[Excerpts from a detection dataset]
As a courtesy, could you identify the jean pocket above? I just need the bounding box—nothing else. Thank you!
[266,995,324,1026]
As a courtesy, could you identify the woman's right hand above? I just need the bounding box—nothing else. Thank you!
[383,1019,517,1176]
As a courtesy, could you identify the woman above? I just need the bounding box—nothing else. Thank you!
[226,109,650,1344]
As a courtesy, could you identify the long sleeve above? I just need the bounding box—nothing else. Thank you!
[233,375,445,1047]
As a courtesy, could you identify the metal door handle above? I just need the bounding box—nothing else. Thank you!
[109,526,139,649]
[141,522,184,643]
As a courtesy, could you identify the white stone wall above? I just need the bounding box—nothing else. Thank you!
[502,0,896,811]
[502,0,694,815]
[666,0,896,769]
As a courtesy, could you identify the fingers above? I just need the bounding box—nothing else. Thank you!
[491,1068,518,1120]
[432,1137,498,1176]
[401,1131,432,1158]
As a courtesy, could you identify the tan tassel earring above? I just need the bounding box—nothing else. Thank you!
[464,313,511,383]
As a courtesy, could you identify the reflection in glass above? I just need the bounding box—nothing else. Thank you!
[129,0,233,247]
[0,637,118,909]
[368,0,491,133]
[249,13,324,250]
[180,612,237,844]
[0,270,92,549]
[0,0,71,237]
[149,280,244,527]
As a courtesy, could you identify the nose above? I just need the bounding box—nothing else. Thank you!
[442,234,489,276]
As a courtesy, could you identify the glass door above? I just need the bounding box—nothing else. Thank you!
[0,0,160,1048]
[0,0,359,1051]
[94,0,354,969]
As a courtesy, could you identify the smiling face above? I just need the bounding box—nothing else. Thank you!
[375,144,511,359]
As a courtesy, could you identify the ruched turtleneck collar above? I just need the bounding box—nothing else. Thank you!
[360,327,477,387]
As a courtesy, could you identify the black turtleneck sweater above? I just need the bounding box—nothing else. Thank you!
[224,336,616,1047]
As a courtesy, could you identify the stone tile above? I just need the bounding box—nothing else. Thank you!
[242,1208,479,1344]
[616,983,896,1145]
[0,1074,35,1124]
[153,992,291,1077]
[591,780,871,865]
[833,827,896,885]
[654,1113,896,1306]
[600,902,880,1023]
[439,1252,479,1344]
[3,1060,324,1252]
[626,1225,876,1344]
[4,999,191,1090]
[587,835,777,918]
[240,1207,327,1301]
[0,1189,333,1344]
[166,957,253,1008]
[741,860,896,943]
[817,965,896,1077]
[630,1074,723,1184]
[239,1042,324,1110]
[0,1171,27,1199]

Problem details: Rewrite all of the lines above, changing "bounding box" to "pixel coordinates" wherever it occurs and leaving everything else as it is.

Output for this exercise:
As a courtesy, could you identify the jean pocket above? I just need the pixel coordinates—nothing else. Thank you!
[266,995,324,1026]
As a courtesy, could you identify the woman's right hand above? I just need the pixel coordinates—nothing else. Thank you!
[383,1019,517,1176]
As a courtesy, could you identify the woman above? I just need the pixel coordinates—nothing else. Thank you!
[226,109,650,1344]
As a courtesy, could you identify the long sleeve above? I just need the pixel coordinates—nothing else. Thank you!
[233,375,445,1047]
As a courtesy, could you identify the metal door handle above? I just need the pixel coordinates—nothing else. Thank you!
[109,526,139,649]
[141,522,184,643]
As a courtesy, could you identify the white stone wall above? I just need the pixel coordinates—nothing else. Thank you!
[502,0,896,811]
[502,0,694,815]
[666,0,896,769]
As a courtesy, could you identify the fingers above? I just need the pixel coordinates—nothing else. Thank you!
[491,1068,518,1120]
[432,1137,498,1176]
[401,1131,432,1158]
As a courtesy, could you identify the tan tassel earring above? I just need the pixel coordinates—nothing else. Thank you!
[464,313,511,383]
As a courtesy, could you identify the reflection in glass above? I just need the pixel coordinates—nothing else. Thank you!
[129,0,233,247]
[0,637,118,909]
[368,0,491,133]
[249,13,324,250]
[180,612,237,844]
[0,270,92,549]
[0,0,71,237]
[149,280,244,527]
As a courtesy, could you identify the nose above? I just need the pixel coordinates—nothing else. Thank you!
[442,234,489,276]
As a courtesy, could you identify the glass door above? I just need the pixel coordinates—nothing else. Thank you!
[0,0,160,1048]
[0,0,359,1051]
[94,0,354,969]
As a courtesy, could you identify the smiling face above? I just need the pixel coordinates—nothing else. Thank you!
[375,144,511,359]
As a courtesy, could you identify the ruched turtleneck collar above? I just need the pixel coordinates—nothing else. Thank you!
[360,327,477,387]
As a courtesy, could you identify the black turtleneck sweater above? I just need the pixel coordinates—nothing else. Thank you!
[224,336,616,1047]
As a courtesy, could you identify the stone tile above? I just need the pixel coordinates—nothing else. Thank you!
[242,1208,479,1344]
[616,983,896,1145]
[0,1074,35,1124]
[153,992,291,1077]
[591,780,871,865]
[833,827,896,885]
[654,1113,896,1306]
[600,902,880,1023]
[439,1252,479,1344]
[3,1060,324,1252]
[626,1225,876,1344]
[4,999,191,1090]
[587,835,777,918]
[240,1207,327,1301]
[0,1189,333,1344]
[166,957,253,1008]
[741,860,896,943]
[817,965,896,1077]
[630,1074,723,1184]
[239,1042,324,1110]
[0,1171,27,1199]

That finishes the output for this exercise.